WHAT TO PRODUCE ▸ List every rsync option that the rsync backup excerpt below adds to OPTS on a line that is not commented out.

DOCUMENT EXCERPT ▸
........

You can use rsync to replicate data locally, but most interesting is replication to remote server/storage as backup tool. Rsync has reach options, that have to suit particular scenario.

Here is an example for rsyncing to NetApp NFS volume with NetApp friendly parameters:

# USAGE: rsync_fs $FS $DEST_DIR
rsync_fs() {
        local fs=$1
        local fsname=root$(echo $1 | tr "/" ".")
        local ddir=$2

        [ -x /usr/bin/rsync ] || { echo " *** NO rsync found" ; return 1 ; }
        [ "x$ddir" = "x" ] && return 1
        [ -d $fs ] || echo " *** No $fs exist here !"
        [ -d $ddir ] || return 1
        echo " *** rsync FS $fs started"

        OPTS=""
        #OPTS="--dry-run"
        #OPTS="$OPTS --quiet"
        OPTS="$OPTS --verbose"
        #OPTS="$OPTS --progress"
        OPTS="$OPTS -a"
        #OPTS="$OPTS -H"        # probably bad hardlink support for rsync.
        #OPTS="$OPTS --sparse"
        #OPTS="$OPTS --partial"
        OPTS="$OPTS --inplace"
        OPTS="$OPTS --block-size=4096"
        OPTS="$OPTS --no-whole-file"

........

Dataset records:
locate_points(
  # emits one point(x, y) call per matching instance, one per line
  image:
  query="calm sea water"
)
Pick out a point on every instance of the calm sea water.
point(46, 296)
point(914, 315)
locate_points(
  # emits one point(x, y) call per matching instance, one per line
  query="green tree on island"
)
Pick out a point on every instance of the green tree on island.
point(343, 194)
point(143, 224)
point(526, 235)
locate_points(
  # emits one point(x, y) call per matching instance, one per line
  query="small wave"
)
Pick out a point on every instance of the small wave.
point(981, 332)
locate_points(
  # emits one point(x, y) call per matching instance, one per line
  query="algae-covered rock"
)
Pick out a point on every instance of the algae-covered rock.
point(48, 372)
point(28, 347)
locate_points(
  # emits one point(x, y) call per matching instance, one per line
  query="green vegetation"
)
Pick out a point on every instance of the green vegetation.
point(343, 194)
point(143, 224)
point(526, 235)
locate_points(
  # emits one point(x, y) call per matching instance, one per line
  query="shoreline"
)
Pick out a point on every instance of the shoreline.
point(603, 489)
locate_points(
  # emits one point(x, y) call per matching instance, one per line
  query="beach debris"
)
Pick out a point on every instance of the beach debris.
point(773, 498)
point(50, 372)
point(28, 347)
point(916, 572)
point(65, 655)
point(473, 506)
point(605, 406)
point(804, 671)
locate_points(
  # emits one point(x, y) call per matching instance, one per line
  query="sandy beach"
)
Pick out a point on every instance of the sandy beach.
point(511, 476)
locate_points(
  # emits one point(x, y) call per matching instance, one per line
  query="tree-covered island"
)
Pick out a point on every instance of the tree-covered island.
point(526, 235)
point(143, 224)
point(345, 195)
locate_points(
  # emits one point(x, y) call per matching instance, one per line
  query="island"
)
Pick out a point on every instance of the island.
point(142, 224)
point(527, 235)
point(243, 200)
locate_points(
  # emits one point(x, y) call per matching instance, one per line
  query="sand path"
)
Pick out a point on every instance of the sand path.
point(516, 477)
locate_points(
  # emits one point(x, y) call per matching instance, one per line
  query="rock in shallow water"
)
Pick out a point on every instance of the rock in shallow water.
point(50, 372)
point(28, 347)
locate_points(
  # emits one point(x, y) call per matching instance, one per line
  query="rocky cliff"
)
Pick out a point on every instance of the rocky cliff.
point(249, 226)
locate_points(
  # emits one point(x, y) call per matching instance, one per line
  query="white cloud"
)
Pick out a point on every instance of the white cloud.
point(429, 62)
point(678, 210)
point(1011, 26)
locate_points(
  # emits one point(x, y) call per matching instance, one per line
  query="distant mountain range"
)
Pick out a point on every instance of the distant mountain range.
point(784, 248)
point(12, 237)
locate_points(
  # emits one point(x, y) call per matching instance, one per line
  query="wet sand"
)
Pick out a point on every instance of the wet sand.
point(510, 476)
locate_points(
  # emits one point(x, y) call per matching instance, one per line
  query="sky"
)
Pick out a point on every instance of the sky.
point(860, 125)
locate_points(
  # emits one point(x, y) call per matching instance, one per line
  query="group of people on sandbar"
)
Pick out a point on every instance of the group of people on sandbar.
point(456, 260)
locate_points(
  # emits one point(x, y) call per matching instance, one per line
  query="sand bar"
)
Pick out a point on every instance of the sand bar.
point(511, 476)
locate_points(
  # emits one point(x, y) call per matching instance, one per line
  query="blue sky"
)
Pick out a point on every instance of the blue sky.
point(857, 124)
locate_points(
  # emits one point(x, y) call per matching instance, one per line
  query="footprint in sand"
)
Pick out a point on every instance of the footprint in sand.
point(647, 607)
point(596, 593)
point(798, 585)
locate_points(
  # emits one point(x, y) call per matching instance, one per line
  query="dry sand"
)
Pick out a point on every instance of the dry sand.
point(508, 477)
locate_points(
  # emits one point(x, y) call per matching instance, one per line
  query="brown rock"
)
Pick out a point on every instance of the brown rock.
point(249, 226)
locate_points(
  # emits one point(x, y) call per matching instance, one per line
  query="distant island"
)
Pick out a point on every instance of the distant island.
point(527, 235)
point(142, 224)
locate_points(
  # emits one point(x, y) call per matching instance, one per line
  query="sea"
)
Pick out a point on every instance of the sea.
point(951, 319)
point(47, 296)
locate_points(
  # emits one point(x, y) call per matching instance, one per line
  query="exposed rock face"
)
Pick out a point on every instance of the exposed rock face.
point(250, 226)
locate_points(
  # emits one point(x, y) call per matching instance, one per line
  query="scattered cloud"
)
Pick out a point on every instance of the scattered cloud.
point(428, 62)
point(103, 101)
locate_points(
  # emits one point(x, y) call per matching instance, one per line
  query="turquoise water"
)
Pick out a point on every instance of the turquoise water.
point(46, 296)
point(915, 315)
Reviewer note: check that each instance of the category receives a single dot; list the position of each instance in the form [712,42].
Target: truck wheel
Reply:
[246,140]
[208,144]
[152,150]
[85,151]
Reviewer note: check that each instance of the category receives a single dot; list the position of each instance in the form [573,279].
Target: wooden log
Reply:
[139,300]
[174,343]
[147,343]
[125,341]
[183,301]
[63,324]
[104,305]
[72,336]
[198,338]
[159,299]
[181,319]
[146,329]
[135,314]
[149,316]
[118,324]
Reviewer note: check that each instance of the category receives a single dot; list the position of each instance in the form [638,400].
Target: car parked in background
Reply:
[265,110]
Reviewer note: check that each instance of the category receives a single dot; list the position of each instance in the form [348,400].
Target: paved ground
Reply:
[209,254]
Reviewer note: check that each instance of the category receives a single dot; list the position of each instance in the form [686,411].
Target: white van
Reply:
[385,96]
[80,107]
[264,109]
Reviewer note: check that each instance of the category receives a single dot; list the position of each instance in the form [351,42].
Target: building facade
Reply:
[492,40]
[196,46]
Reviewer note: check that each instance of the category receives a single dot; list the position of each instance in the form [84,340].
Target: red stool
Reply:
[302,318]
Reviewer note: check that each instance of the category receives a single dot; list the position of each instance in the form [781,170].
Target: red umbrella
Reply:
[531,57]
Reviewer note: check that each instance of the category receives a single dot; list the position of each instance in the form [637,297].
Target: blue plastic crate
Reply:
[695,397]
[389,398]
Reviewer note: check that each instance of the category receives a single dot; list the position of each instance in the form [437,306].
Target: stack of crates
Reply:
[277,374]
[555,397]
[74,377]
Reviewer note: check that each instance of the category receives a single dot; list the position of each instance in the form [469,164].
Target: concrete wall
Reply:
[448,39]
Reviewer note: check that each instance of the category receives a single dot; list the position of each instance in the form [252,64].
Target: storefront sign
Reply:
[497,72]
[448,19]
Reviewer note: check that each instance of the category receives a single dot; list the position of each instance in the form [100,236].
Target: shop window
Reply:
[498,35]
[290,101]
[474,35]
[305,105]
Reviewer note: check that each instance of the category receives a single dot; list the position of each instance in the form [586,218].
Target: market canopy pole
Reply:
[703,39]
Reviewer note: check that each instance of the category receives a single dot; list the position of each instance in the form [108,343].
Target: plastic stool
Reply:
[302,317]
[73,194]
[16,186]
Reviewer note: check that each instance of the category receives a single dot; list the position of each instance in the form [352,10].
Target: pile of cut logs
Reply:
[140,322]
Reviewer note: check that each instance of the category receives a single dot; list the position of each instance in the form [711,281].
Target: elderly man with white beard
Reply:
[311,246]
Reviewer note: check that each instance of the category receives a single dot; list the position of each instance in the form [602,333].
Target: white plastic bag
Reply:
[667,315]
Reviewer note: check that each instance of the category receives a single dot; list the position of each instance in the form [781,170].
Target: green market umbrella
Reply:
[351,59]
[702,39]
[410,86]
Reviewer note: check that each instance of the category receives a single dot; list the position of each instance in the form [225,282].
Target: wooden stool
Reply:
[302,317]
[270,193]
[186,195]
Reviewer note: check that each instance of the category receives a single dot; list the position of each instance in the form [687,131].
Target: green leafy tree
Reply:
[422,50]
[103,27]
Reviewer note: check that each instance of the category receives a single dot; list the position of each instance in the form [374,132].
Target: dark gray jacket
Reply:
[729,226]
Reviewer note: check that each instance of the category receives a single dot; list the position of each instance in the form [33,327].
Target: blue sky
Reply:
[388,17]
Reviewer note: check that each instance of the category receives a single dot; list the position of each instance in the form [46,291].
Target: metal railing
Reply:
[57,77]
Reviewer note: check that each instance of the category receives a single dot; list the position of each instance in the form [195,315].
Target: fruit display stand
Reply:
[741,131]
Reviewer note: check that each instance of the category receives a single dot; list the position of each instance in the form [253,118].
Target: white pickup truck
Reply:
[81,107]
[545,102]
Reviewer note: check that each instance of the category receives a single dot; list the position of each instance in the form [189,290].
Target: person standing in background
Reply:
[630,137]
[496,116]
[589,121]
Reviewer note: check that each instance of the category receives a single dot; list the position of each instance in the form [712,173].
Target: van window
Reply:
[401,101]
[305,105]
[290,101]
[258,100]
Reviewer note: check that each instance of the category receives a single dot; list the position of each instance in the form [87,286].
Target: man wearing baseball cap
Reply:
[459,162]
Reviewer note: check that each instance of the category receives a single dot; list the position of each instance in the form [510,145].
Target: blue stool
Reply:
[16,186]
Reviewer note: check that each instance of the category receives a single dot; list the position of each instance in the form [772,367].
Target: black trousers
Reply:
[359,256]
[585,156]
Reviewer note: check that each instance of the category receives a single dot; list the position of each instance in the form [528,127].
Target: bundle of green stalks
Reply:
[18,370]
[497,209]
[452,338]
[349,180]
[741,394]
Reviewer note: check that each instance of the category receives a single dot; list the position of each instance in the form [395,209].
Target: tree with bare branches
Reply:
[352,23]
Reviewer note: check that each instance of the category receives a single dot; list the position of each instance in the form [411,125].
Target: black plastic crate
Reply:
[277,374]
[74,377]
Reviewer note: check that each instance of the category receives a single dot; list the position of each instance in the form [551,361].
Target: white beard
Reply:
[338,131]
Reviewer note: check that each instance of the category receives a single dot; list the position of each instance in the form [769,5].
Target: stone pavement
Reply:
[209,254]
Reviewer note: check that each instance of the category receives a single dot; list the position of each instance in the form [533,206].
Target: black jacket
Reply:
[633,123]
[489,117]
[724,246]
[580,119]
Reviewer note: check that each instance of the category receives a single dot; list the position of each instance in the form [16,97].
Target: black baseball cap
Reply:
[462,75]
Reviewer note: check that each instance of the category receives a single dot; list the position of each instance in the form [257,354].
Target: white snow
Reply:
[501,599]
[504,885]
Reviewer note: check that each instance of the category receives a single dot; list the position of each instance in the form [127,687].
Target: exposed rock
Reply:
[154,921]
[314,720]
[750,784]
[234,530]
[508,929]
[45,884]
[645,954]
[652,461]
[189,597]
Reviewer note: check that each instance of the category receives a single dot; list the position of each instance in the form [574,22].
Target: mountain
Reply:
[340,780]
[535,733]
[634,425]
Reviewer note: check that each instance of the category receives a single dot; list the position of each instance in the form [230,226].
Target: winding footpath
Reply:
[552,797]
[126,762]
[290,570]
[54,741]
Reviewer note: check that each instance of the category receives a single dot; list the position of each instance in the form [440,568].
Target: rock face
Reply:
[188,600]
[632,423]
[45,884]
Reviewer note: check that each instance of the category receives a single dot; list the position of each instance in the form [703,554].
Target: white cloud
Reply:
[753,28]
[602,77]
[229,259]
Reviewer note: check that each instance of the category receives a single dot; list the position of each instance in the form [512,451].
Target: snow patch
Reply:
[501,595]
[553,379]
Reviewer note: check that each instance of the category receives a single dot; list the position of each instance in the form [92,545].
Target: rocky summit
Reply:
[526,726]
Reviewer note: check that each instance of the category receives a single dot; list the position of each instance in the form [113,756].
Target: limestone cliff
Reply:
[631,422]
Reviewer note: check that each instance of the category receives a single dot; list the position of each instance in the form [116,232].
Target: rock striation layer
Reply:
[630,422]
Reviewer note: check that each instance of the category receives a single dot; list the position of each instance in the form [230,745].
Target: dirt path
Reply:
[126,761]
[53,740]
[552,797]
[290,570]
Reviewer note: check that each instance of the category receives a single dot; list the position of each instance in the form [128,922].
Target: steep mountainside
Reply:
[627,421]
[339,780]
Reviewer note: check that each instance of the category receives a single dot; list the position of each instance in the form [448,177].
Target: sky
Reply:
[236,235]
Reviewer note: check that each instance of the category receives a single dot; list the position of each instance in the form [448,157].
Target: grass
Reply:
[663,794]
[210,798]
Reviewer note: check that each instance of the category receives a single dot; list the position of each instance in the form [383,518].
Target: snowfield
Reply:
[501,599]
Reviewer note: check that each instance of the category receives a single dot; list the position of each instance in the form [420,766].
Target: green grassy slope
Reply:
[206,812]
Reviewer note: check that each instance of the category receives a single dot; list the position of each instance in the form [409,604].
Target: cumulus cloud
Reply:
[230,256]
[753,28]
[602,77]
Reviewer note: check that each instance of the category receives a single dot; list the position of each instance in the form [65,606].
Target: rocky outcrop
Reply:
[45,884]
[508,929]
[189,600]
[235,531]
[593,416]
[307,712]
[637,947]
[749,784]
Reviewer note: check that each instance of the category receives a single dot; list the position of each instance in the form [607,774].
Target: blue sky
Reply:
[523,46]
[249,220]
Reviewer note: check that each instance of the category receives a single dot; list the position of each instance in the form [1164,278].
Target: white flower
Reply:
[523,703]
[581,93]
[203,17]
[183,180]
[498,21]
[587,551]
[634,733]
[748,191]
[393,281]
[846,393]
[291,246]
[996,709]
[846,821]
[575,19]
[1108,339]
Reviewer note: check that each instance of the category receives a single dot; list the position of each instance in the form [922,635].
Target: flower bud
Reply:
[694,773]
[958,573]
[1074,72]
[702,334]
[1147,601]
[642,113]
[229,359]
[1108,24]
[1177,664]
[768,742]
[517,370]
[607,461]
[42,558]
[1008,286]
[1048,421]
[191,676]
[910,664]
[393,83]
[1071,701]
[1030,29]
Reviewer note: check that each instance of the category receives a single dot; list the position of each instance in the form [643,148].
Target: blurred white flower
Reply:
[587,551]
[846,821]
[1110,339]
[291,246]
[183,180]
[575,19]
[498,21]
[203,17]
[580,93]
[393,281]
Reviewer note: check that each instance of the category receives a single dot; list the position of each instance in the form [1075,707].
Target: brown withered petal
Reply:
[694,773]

........

TASK RESULT ▸
--verbose
-a
--inplace
--block-size=4096
--no-whole-file